Rewrite everything from the line containing "If you could point to the grassy" down to the final line below as a numbered list, leaving out any blank lines.
■ ■ ■ ■ ■
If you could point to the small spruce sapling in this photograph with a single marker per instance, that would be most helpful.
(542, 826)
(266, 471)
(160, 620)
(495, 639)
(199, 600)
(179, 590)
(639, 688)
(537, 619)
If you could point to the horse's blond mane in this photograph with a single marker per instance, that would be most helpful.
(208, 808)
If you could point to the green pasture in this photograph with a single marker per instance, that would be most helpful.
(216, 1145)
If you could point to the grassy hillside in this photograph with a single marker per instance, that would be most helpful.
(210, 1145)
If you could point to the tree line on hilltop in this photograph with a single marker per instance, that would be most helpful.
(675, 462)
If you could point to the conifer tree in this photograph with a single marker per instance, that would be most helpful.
■ ■ ■ ■ ■
**Answer to this problem:**
1. If you could point to the grassy hillside in this photograph with a single marker per instance, that would be most helpful.
2. (210, 1145)
3. If you could point to the tree line on hilltop in this photograph with a single marker per instance, that would be most helpful.
4. (675, 462)
5. If you could point to the conifer tree in this photograph with a single marker per instance, that would be most helpful.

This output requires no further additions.